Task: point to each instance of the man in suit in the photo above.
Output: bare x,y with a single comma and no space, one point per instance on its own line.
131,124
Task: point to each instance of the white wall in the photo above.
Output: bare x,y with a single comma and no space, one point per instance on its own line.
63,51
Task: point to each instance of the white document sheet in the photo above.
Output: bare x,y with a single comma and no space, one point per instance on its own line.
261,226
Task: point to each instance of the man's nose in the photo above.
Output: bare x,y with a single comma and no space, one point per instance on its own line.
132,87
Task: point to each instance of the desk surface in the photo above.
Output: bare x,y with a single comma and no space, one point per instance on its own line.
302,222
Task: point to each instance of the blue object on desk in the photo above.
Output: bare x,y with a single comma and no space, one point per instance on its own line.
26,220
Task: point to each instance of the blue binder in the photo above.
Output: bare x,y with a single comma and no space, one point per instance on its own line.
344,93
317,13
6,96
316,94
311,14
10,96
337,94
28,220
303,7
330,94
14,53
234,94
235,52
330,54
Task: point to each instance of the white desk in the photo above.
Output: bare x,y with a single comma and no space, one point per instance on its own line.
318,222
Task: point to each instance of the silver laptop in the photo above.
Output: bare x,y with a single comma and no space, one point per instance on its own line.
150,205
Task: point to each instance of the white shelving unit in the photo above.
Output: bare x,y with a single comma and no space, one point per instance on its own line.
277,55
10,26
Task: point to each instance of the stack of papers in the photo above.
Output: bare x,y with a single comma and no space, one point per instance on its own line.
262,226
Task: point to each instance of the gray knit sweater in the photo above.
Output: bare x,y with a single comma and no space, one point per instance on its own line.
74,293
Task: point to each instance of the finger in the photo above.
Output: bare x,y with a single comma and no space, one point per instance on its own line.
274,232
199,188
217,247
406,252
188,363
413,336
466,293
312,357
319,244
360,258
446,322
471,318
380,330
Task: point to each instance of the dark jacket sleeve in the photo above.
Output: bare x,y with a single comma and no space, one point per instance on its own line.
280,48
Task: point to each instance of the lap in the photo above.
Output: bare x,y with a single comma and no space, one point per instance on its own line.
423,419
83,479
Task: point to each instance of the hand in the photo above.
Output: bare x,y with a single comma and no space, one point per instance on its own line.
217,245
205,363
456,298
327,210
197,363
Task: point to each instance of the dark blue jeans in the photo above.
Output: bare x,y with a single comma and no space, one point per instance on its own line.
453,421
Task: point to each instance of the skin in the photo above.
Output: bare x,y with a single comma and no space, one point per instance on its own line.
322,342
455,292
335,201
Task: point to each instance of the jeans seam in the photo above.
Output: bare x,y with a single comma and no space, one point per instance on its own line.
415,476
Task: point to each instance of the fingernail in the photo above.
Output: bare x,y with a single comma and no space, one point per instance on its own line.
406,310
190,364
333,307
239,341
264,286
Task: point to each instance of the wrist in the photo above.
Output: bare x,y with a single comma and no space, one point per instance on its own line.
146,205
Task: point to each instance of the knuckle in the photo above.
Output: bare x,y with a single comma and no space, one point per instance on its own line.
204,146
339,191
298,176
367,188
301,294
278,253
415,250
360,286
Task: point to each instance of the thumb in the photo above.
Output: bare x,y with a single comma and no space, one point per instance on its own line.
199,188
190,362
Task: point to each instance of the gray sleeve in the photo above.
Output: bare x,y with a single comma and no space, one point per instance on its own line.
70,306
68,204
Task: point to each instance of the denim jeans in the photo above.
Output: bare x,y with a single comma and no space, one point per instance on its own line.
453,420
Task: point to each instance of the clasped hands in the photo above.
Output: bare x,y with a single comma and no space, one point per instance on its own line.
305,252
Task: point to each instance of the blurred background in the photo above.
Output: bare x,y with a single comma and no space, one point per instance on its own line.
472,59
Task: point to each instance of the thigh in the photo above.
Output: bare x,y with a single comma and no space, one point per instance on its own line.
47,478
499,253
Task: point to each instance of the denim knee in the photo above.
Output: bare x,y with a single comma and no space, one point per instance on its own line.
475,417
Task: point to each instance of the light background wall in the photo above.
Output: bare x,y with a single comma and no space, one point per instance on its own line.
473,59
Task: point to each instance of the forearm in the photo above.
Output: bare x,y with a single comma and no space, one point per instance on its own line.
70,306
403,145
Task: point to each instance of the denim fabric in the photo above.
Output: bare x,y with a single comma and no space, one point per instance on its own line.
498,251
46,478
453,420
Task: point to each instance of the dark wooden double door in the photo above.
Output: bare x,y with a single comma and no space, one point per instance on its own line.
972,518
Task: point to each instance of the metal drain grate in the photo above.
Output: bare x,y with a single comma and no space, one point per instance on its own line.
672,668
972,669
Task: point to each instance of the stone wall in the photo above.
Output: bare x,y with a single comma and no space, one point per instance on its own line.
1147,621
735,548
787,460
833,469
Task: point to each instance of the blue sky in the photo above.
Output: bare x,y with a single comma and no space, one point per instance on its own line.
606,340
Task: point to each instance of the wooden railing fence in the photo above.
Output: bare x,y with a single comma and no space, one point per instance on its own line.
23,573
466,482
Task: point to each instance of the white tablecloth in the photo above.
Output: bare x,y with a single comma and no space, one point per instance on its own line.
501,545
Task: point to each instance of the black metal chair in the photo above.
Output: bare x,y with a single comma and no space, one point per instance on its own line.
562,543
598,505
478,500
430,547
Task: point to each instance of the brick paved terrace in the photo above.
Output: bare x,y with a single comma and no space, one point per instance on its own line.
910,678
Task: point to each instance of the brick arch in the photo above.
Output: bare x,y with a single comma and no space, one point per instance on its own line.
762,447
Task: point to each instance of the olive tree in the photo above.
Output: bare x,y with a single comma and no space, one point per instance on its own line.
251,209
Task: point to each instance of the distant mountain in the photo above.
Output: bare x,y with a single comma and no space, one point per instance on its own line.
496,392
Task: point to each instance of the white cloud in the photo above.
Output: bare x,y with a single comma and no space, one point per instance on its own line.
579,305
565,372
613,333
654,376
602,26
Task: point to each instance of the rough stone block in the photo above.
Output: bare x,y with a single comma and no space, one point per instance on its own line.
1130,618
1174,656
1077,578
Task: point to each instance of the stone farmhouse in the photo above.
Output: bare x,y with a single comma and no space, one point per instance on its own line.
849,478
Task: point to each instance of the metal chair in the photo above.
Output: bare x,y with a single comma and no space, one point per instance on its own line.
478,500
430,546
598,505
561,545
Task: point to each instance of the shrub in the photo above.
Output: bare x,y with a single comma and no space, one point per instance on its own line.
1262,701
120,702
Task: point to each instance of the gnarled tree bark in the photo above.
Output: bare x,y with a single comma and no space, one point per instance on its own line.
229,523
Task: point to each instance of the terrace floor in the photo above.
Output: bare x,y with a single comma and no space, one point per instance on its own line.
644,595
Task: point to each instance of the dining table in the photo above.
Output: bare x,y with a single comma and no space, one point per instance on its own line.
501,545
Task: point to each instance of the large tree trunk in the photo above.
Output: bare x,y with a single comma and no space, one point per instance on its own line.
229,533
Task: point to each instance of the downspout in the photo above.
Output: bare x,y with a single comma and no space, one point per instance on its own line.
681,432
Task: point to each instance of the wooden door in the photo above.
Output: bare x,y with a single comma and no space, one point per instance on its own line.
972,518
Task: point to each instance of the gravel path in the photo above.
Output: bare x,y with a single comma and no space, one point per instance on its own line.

● ● ● ● ● ● ●

* **Aim of the exercise**: Return every one of the entries above verbatim, with nothing altered, added, or left out.

* **Solution for this task**:
Task: point to each instance of the man in suit in the photo above.
Output: bare x,y with a single comma and no space, one point per instance on its own line.
131,124
Task: point to each instance of the white wall in the photo above.
Output: bare x,y with a single comma and no space, one point per instance on its own line.
63,51
Task: point to each instance of the white document sheet in the photo above.
Output: bare x,y with a single comma and no space, one point per instance on its own line.
261,226
Task: point to each instance of the man's nose in the photo above.
Output: bare x,y with a single comma and no space, one point per instance on its own line.
132,87
Task: point to each instance of the desk surface in the photo above.
Output: bare x,y with a single comma and no space, one point per instance on its own line.
302,222
Task: point to each instance of the blue object on desk in the photo above.
Output: bare x,y with a single comma and no space, one point per instance on its own line.
26,220
Task: point to each instance of the blue binder in the photo above.
Output: bare x,y with a single comma and no space, one point per instance on its own line.
344,93
317,13
6,96
316,94
311,14
10,96
337,94
28,220
303,7
330,94
14,53
234,94
235,52
330,54
Task: point to each instance of the white desk in the photo above.
Output: bare x,y with a single comma and no space, one point per instance on its own line.
318,222
Task: point to each instance of the silver laptop in the photo above.
Output: bare x,y with a single comma and no space, one point per instance on its own line.
150,205
Task: point to each instance of the white shelving unit in the photo above.
Output: bare x,y with a single comma and no space, one point per instance on its own line.
277,55
10,26
Task: point to each instance of the stack of papers in the photo above.
Output: bare x,y with a single comma and no space, one point per instance on its own line.
262,226
Task: point to each instance of the gray knit sweater in the photo above.
Output: bare x,y with a single comma and no space, one point per instance on its own line.
74,293
Task: point to each instance of the finger in the photo above.
Output: bare x,y with a single comma and no space, one point per instance on its own line.
274,232
199,188
217,247
406,252
188,363
413,336
466,293
312,357
319,244
360,258
446,322
471,318
380,330
Task: point to each instance of the dark jacket sleeve in the photo above.
Output: bare x,y with a single comma and no space, one point per instance on its own line.
280,48
Task: point to each instance of the lap in the photo above.
Output: bare x,y with a single comma and no space, one point per instance on its own line.
423,419
83,479
Task: point to each instance of the hand in the photo above.
Output: bare x,y with a single comma and no space, one point per instance on its own line.
217,245
205,363
456,298
327,210
197,363
Task: point to each instance of the dark blue jeans in the photo above.
Output: bare x,y with a single comma and no space, one point per instance on its own line.
453,421
Task: point to each instance of the skin in the photo above.
Output: bare x,y with a single comma and no space, one point per instance on its own line.
322,342
455,292
335,201
Task: point to each instance of the jeans seam in the photo above.
Output: bare x,y with a single comma and no space, one point per instance on its own line.
415,476
Task: point to each instance of the fingernail in the photo above.
Output: bare x,y with a single comma and no space, one point per instance on its own line.
406,310
190,364
333,307
239,341
264,286
Task: point to each instance of the wrist in the photo above.
Output: bare x,y with a single comma and no space, one point per instance on its own line.
146,205
Task: point to each instance of the knuckle in the photo above.
Output: bare x,y with a single comma and no space, one point per instance on its own line.
204,146
339,191
298,176
367,188
301,294
278,253
415,250
360,286
Task: point to each instance of the thumb in the photo above.
Output: bare x,y with a single comma and no space, one point per instance on its own line.
199,188
190,362
Task: point to each instance of the gray sleeve in the photo above.
Output: bare x,y with a single comma and no space, one point per instance on its own line.
70,306
68,204
Task: point to each instance of the denim jeans in the photo above.
Output: bare x,y with a single comma and no space, one point per instance on its own line.
453,420
Task: point to each instance of the clasped hands in the photo above.
Output: bare x,y with a single comma and no space, one point per instance on its own line.
305,252
Task: point to each instance of the blurred background in the photo above.
Output: bare x,y with a single comma and no space, one point per instance on its own line.
472,59
Task: point to each instance of the thigh in the photo above.
Output: bare x,y with a single comma and no space, one point per instance on its own line.
47,478
499,253
Task: point to each instance of the denim knee in the photo above.
Output: bare x,y with a single comma and no space, one point per instance on its own line.
475,417
Task: point to each instance of the light background wall in the photo above.
Output: bare x,y with a single comma and no space, one point per instance on its own line.
473,59
Task: point to each instance of the forearm in the photo above.
Output: bare x,y with a single comma and no space, one point per instance on its own line.
70,306
403,145
Task: point to each instance of the denim fabric in the photo above.
Output: bare x,y with a single comma and no space, one point per instance on its own line.
498,251
46,478
453,420
Task: point to each instance of the dark wooden double door in the photo above.
Output: bare x,y with a single comma and no space, one point per instance on its own line.
972,518
Task: point to each instance of the metal drain grate in the photo above.
Output: bare x,y with a single comma and no space, one point per instance on its own line.
672,668
972,669
Task: point to each instance of the stone wall in the photo above.
Output: bare x,y with a single comma and no space, one point per instance on its own line.
1147,621
735,548
787,460
833,469
Task: point to each instance of the blue sky in the photo above.
Output: bare x,y with a single comma and no space, one point per instance on its own line.
606,340
Task: point to each instance of the wooden railing fence in the photo above.
Output: bare x,y with a single comma and no space, one point per instance on its own line.
23,573
466,482
Task: point to each instance of the white tablecloth in the photo above.
Output: bare x,y with a single comma and no space, one point per instance on its own line.
501,545
Task: point to each instance of the black metal chair in the photo above.
Output: bare x,y with a single comma and no space, one point per instance on its own line.
562,543
598,505
478,500
430,547
Task: point to each instance of the brick paved terrace in the photo above.
Output: bare x,y with a single comma and no space, one point per instance on its own line.
910,678
Task: point to each instance of the brick arch in the photo above.
Output: bare x,y with a single comma and no space, one point per instance on its own line.
762,447
Task: point to each instance of the olive tree in the photo above.
Output: bare x,y with a single comma and no space, one point per instance on its own line.
251,209
Task: point to each instance of the distant mountain in the photo above.
Output: bare x,y with a single comma and no space, one point per instance on its own line.
496,392
Task: point to each instance of the white cloud in the photo above.
Output: bare x,y with a single comma and no space, one point per instance on its own line.
579,305
565,372
613,333
654,376
602,26
Task: point to each instance of the rough stone block in the photo above.
Output: bare x,y with a single comma and no space, one point per instance on its own line.
1130,618
1174,656
1077,578
Task: point to each instance of the stone farmhouse in the photo above.
Output: bare x,y with a single comma and no space, one point per instance on its own line.
849,478
Task: point to each instance of the metal chair in the photo above.
Output: bare x,y with a single comma and no space, one point per instance on its own line.
478,500
430,546
598,505
561,545
Task: point to each instance of the shrub in the photo above.
Output: bare x,y with a single comma and no space, one point per instance on its own line.
1262,701
120,702
Task: point to each instance of the gnarled tree bark in the photo above.
Output: bare x,y with a single comma and no space, one point per instance on its own line.
229,523
Task: point to each instance of the terrace floor in the photo above.
Output: bare x,y with a single comma and no space, one point per instance on its own line.
644,595
Task: point to each instance of the dining table in the photo above.
Output: bare x,y with a single comma and no space, one point per instance on its own line.
501,545
Task: point to each instance of the large tree trunk in the photo above.
Output: bare x,y with a single comma and no space, one point per instance on its own line.
229,533
Task: point to each instance of the downspout in the photo above.
Output: bare x,y with a single comma and no space, one point per instance on its own line.
681,432
Task: point to each instance of the wooden door in the photo above.
Output: bare x,y with a single comma and no space, one point per instance on its own line.
972,518
Task: point to each instance of the gravel path in the photo above.
Output: bare x,y with a single comma and no space, one point per instance on its own line.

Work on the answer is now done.